• **Cosa fare**:
Prosegui il racconto sull'anello del monte Cretò riportato qui sotto, ripartendo subito dopo la sua ultima frase.

• **Estratto del testo**:
Anello del monte Cretò da Tramonti di Sopra.
Racconto.
Esplorare una valle
con le sue cime e i suoi borghi è come compiere un viaggio nella psiche,
richiede più sedute (escursioni) nel tempo. Per questo motivo non comprendo chi
corre durante le esplorazioni, non fermandosi nemmeno a contemplare lo scorrere
di un ruscello. Cosa ci rimane dopo una corsa? Questo è uno dei motivi perché amo
andare da solo in montagna. Tengo sempre una torcia dentro lo zaino nel caso
dovessi protrarre l’uscita. L’unica certezza che ho è il luogo e l’ora della
partenza, per il resto mi godo l’avventura, vivendola intensamente e sperando
sempre che accada qualcosa di speciale.

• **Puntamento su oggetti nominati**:
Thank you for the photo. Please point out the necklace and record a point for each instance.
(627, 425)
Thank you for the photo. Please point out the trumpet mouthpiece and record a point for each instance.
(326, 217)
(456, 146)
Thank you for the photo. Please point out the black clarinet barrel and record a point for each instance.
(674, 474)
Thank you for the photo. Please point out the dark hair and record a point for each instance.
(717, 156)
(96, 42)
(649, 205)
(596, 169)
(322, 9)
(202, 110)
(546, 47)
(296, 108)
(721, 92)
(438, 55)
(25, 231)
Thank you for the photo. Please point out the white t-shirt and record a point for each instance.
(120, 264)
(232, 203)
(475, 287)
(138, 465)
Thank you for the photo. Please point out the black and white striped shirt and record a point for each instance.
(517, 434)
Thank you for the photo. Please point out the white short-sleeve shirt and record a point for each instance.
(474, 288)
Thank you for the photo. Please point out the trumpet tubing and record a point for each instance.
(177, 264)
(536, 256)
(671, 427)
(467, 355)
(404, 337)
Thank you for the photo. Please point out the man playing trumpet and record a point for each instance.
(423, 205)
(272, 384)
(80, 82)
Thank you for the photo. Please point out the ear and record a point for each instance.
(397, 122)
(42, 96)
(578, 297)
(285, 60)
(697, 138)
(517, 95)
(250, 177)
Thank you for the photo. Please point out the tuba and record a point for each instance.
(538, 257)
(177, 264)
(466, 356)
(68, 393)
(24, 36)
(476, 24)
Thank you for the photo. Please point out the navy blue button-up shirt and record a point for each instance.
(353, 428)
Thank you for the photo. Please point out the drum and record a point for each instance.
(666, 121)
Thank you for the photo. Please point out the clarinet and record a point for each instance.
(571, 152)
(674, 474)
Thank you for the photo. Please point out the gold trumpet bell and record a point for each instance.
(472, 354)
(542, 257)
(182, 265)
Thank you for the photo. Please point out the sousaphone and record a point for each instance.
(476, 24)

• **Risultato dell'esercizio**:
Con l’anello del monte Cretò continuo la ricerca del tempo
perduto della valle di Tramonti, è una di quelle montagne che ho snobbato (a
torto) in passato, per via della modesta altezza, preferendogli le più note Frascola
e Valcalda. Le cime minori sono un caleidoscopio di emozioni, luoghi che
raccontano la presenza dell’uomo.
Giungo nella val tramontina trovando il paesaggio ricoperto
di Brina, superato il paesino di Tramonti di Sopra, sosto dirimpetto la casera Son
Cleva. La temperatura all’esterno è sotto lo zero, mi copro bene e attrezzandomi
parto con al seguito l’instancabile Magritte.
L’inizio sentiero è posto poco più avanti, in direzione del
passo di monte Rest. Sul cartello CAI leggo che per compiere l’anello ci vogliono
quattro ore, naturalmente in condizioni meteo eccellenti. Inizio a percorrere il
sentiero in direzione nord, dai primi passi intuisco che è una via antica, il classico
vecchio “Troi”. I gradoni scolpiti nella roccia, i tornanti, le immagini sacre
poste presso i pulpiti panoramici testimoniano l’arcaica presenza dell’uomo.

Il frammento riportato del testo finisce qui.